> REQUIREMENT: Write down each of the records again, exactly and in full.

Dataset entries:
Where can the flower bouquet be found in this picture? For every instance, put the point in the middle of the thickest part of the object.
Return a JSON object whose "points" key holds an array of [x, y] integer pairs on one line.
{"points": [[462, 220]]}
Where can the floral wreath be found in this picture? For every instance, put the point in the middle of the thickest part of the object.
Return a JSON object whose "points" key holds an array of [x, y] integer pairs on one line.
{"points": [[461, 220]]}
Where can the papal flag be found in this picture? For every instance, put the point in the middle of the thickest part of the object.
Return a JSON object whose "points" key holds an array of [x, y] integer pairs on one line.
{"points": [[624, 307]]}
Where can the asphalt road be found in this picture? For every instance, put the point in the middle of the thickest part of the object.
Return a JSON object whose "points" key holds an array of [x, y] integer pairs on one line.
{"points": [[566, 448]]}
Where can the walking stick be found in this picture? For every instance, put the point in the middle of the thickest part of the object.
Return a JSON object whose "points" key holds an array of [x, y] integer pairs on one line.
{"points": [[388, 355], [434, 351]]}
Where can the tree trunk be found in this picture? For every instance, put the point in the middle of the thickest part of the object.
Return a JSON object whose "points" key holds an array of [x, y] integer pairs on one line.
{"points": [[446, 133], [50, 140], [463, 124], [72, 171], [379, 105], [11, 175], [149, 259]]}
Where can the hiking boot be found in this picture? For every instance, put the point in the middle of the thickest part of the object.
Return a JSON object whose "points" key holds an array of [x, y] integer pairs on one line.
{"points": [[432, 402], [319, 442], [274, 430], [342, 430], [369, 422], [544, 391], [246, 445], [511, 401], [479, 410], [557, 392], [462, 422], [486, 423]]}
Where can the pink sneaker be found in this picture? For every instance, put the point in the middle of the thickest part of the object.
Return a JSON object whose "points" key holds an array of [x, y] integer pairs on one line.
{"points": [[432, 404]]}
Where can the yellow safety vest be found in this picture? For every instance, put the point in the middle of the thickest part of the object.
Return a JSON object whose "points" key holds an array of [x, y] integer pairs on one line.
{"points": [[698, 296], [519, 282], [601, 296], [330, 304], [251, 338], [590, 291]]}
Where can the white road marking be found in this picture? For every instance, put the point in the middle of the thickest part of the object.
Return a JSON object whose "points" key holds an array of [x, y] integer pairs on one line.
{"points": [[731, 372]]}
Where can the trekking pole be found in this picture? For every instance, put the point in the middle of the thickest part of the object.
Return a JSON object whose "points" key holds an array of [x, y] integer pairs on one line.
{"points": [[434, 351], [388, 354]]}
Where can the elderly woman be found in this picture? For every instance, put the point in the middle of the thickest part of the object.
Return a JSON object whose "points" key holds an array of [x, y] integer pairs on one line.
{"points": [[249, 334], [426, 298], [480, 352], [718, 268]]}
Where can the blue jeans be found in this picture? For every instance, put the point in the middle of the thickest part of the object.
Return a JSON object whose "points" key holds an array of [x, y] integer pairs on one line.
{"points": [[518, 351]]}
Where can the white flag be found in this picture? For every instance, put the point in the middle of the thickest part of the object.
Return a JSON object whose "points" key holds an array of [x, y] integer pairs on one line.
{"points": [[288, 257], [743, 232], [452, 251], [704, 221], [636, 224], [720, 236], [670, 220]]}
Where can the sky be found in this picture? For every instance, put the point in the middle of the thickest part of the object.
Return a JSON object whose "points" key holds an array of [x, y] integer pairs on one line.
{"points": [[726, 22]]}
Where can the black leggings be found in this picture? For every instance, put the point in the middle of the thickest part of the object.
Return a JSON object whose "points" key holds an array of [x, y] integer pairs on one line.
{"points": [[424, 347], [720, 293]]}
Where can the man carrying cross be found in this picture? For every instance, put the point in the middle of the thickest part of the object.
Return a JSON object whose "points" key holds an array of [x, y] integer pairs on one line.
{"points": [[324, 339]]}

> RESPONSE BOX:
Where can the flower bouquet be found in this picture? For every instance, put the point in the middle of the thickest part of the object.
Return a JSON object whose "points" key holds an array of [x, y] integer pairs on one line.
{"points": [[462, 220]]}
Where can the floral wreath be found in this picture? For every instance, put the point in the middle of the thickest part of the object.
Return a JSON object whose "points" key holds an array of [x, y] integer pairs on one line.
{"points": [[461, 220]]}
Where can the papal flag be found in this picture? For every instance, put the point in the middle of the thickest part of the object.
Return a JSON object whose "points" key holds an array of [x, y] integer pairs on one line.
{"points": [[624, 307]]}
Where can the asphalt road be found in this picture? For every instance, put the point in the middle of the thickest part of the object.
Return a JSON object whose "points" key holds an array of [x, y] integer pairs on one line.
{"points": [[566, 448]]}
Where can the walking stick be found in this picture? For every instance, put the point in the middle of the thickest part of the object.
Return a JSON object whose "points" key holds an array of [x, y] integer pairs on one line.
{"points": [[388, 355], [434, 351]]}
Where can the tree trunk be found in this picture? For every instance, put the point in the middle of the thickest part of the object.
Return a JSON object whose "points" key holds an array of [x, y] integer pairs on one line.
{"points": [[446, 133], [50, 140], [463, 124], [72, 171], [379, 105], [11, 175], [149, 259]]}
Where can the hiking boot be found in this picture? For every instance, put the point in the middle of the thickest part of the object.
Return a JSON object whose "points" key holds an array of [x, y] integer pairs on one line.
{"points": [[432, 402], [319, 442], [274, 430], [342, 430], [369, 422], [544, 391], [246, 445], [511, 401], [479, 410], [557, 392], [462, 422], [486, 423]]}
Where can the pink sneaker be found in this picture? For every instance, put the point in the middle of the thickest part of the object.
Return a JSON object whose "points" key holds an array of [x, y] integer pairs on one line.
{"points": [[432, 404]]}
Where can the yellow safety vest be found in this picture? For every instance, put the point in the middle of the thickest part of the object.
Return a JSON object whose "points" key holds an array of [x, y] integer pairs on one line.
{"points": [[698, 296], [519, 282], [601, 296], [330, 304], [251, 338], [590, 291]]}
Where can the white road marking be found in this picture? For every instance, put the point in the middle of the thickest part of the object.
Return a JSON object whose "points" key holds an array of [x, y] integer pairs on one line.
{"points": [[731, 372]]}
Where can the trekking pole be found in this picture? For every instance, put the point in the middle of the thickest part of the object.
Return a JSON object whose "points" key holds an array of [x, y] integer pairs on one line.
{"points": [[434, 351], [388, 354]]}
Where can the elderly woman be found in this picture? For every instance, put the point in the middle of the thickest part of the object.
Return a JSON object whose "points" key holds an array of [x, y] integer pairs on one line.
{"points": [[249, 334], [426, 298], [480, 352], [718, 268]]}
Where can the blue jeans be found in this picture? For every instance, put the point in the middle of the thickest part of the object.
Return a JSON object whose "points" key holds an array of [x, y] integer pairs on one line.
{"points": [[518, 351]]}
Where can the white flag be found in this picture? For every instance, put the point in the middle of the thickest part of the object.
Return a JSON object whose "points" key holds an array of [x, y] integer pairs on one line.
{"points": [[288, 257], [743, 232], [452, 251], [704, 221], [636, 224], [720, 236], [670, 220]]}
Where can the sky be found in this picture? For every instance, put the point in the middle of the thickest part of the object.
Return a JSON object whose "points" key holds an array of [x, y] integer pairs on one line.
{"points": [[726, 22]]}
Where can the black leggings be found in this picture? For every instance, put the point in the middle of the thickest part of the object.
Return a JSON object whose "points" key holds an array of [x, y] integer pairs on one line.
{"points": [[424, 347], [720, 293]]}
Where can the man carrying cross be found in this picture? For every instance, put the point in the middle of the thickest part of the object.
Return a JSON object whose "points" key holds an array of [x, y] integer pairs on one line.
{"points": [[324, 339]]}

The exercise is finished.